Render the lines of the data below, from the line holding "For the evaluation set, indicate each instance of the red wall" through the end of the data inclusive, as a Markdown table with columns named "Row" and "Line". Number each row and leave out blank lines.
* START Data shown *
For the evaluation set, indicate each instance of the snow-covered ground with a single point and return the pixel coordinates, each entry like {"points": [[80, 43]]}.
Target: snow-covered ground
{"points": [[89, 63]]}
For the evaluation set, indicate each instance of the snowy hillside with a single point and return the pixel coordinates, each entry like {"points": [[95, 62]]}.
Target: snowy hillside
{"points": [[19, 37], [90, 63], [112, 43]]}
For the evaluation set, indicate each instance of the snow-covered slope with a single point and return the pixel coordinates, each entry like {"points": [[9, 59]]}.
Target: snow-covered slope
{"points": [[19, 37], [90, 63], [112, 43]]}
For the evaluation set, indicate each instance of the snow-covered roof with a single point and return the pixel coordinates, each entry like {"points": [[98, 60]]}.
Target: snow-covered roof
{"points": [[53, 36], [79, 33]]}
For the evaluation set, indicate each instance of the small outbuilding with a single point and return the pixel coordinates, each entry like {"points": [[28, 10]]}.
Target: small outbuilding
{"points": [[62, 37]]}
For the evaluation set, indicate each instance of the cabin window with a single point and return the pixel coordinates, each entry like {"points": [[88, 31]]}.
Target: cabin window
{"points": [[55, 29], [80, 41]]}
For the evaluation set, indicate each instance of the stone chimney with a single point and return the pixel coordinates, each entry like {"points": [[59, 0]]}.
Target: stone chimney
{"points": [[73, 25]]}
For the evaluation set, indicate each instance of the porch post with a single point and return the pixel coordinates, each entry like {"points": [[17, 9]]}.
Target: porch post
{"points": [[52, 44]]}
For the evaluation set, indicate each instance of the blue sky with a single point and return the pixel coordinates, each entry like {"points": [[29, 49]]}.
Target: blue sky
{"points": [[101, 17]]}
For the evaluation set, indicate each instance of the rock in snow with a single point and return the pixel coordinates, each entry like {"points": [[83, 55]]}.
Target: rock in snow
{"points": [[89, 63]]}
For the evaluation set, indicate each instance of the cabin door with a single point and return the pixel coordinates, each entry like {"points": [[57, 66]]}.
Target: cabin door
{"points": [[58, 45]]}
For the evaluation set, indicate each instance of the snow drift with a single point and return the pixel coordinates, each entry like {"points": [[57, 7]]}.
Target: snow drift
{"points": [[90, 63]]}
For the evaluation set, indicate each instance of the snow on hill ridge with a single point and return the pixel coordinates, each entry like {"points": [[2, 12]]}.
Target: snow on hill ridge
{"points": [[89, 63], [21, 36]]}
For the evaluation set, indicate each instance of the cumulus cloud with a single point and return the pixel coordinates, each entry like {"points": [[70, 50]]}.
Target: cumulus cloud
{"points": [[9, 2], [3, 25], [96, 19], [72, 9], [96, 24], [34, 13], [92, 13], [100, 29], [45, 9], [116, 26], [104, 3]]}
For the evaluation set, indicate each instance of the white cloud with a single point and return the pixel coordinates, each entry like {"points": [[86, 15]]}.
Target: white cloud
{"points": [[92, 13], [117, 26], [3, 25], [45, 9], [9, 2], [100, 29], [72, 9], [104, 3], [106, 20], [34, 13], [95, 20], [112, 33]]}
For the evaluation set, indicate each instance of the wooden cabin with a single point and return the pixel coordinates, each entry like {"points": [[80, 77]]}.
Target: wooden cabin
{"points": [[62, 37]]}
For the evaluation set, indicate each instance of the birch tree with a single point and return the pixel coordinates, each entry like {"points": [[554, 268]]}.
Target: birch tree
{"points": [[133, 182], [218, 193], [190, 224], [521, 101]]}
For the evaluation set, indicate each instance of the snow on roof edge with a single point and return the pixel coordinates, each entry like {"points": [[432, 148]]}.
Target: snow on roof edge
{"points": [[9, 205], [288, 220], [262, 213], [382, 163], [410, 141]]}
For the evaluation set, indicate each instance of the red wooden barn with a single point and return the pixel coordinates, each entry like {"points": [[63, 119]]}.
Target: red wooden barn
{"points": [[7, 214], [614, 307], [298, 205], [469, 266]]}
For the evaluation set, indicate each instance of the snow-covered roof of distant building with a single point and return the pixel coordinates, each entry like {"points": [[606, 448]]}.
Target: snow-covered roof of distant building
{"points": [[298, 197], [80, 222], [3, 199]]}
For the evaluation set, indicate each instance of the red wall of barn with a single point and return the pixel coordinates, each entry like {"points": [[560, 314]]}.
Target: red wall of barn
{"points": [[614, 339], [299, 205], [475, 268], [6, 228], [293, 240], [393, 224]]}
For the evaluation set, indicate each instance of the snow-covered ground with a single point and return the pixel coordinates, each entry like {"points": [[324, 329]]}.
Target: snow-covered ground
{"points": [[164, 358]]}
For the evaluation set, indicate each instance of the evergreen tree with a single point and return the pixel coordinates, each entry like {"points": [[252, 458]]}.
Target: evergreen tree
* END Data shown *
*Answer to this problem*:
| Row | Line |
|---|---|
| 1 | For the evaluation set, indicate each instance of the red wall of barn with a single point and return the pixel coordinates, each entry like {"points": [[560, 314]]}. |
| 2 | Target: red wall of barn |
| 3 | {"points": [[614, 339], [299, 205], [475, 268], [6, 228], [293, 240], [393, 224]]} |
| 4 | For the evaluation set, indicate each instance of the snow-covered ground with a single point and return the pixel coordinates, each entry like {"points": [[324, 329]]}. |
| 5 | Target: snow-covered ground |
| 6 | {"points": [[164, 358]]} |
| 7 | For the evaluation set, indicate each instance of the evergreen tree with a single point and return the pixel coordinates, each entry like {"points": [[252, 458]]}. |
| 8 | Target: evergreen tree |